◆ Supplied entries:
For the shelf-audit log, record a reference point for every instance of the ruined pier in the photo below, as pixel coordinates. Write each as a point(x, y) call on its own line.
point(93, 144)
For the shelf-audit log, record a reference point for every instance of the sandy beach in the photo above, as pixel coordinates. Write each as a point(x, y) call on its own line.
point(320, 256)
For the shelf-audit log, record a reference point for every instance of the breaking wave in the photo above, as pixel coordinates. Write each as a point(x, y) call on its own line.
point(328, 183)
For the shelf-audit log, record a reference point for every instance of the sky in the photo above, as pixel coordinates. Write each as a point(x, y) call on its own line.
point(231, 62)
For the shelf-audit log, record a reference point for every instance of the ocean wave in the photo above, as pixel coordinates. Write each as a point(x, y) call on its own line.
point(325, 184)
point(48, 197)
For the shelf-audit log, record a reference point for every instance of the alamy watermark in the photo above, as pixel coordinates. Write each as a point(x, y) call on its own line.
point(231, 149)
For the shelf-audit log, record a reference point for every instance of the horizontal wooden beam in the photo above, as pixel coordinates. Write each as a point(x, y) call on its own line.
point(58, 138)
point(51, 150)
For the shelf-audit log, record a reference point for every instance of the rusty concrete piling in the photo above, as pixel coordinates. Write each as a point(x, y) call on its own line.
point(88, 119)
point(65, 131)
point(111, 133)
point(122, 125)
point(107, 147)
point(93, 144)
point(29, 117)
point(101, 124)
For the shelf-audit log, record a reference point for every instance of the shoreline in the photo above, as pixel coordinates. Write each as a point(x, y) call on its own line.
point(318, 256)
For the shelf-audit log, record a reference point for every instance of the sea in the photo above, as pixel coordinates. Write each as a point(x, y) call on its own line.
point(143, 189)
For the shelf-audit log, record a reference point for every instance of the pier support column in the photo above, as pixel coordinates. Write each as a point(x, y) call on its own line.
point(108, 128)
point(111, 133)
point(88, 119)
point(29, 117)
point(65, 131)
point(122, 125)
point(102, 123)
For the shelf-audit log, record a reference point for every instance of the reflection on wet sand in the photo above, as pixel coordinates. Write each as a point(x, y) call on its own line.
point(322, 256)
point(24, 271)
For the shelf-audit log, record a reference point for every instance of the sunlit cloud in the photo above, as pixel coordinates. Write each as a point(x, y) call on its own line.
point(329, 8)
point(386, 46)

◆ About this task:
Retype every line of the data above exactly.

◆ Result for this exercise:
For the shelf-audit log, record a reference point for every instance of the ruined pier in the photo below, as pixel coordinates. Write each as a point(x, y) call on its own line.
point(93, 144)
For the shelf-audit log, record a reference point for every instance of the sandy beach in the photo above, as pixel coordinates. Write each as a point(x, y) call on its own line.
point(320, 256)
For the shelf-audit log, record a reference point for every instance of the breaking wave in the photo above, as pixel coordinates. Write each as a point(x, y) call on its own line.
point(328, 183)
For the shelf-audit log, record a reference point for every instance of the sky in the photo above, as pixel coordinates. Write each as a point(x, y) call on its own line.
point(231, 62)
For the shelf-audit log, record a reference point for every instance of the ocean wave in the photo above, as pixel coordinates. Write each as a point(x, y) call on its own line.
point(325, 184)
point(48, 197)
For the shelf-audit log, record a reference point for every instance of the alamy watermark in the photo above, as pixel coordinates. Write each as a point(x, y) call on its own line.
point(231, 149)
For the shelf-audit log, record a reference point for every instance of the horizontal wooden beam in the photo above, as pixel coordinates. Write each as a point(x, y) call on its own line.
point(58, 138)
point(51, 150)
For the shelf-audit log, record a reference point for every instance of the rusty concrete piling in the photo above, as pixel coordinates. Write each as a point(x, y) call on its own line.
point(88, 119)
point(65, 131)
point(111, 133)
point(122, 125)
point(107, 147)
point(93, 144)
point(29, 117)
point(101, 124)
For the shelf-audit log, record a reference point for every instance of the shoreline in the photo above, as pixel coordinates. Write each as a point(x, y) call on its own line.
point(318, 256)
For the shelf-audit log, record a reference point for every instance of the sea in the photo above, as pixel coordinates. Write each as a point(x, y) call on its own line.
point(143, 189)
For the shelf-audit log, record a reference point for every instance of the pier support column in the photo above, as pixel coordinates. Write each as a point(x, y) call on its own line.
point(108, 128)
point(111, 133)
point(88, 119)
point(29, 117)
point(65, 131)
point(122, 125)
point(102, 123)
For the shelf-audit log, record a reference point for every instance of the reflection on wet sand in the photo above, as pixel coordinates. Write each as a point(x, y) call on its own line.
point(322, 256)
point(24, 271)
For the shelf-audit log, record a reference point for every instance of the sunlit cloud in the photo above, as pixel coordinates. Write each as a point(x, y) call on its own line.
point(329, 8)
point(386, 46)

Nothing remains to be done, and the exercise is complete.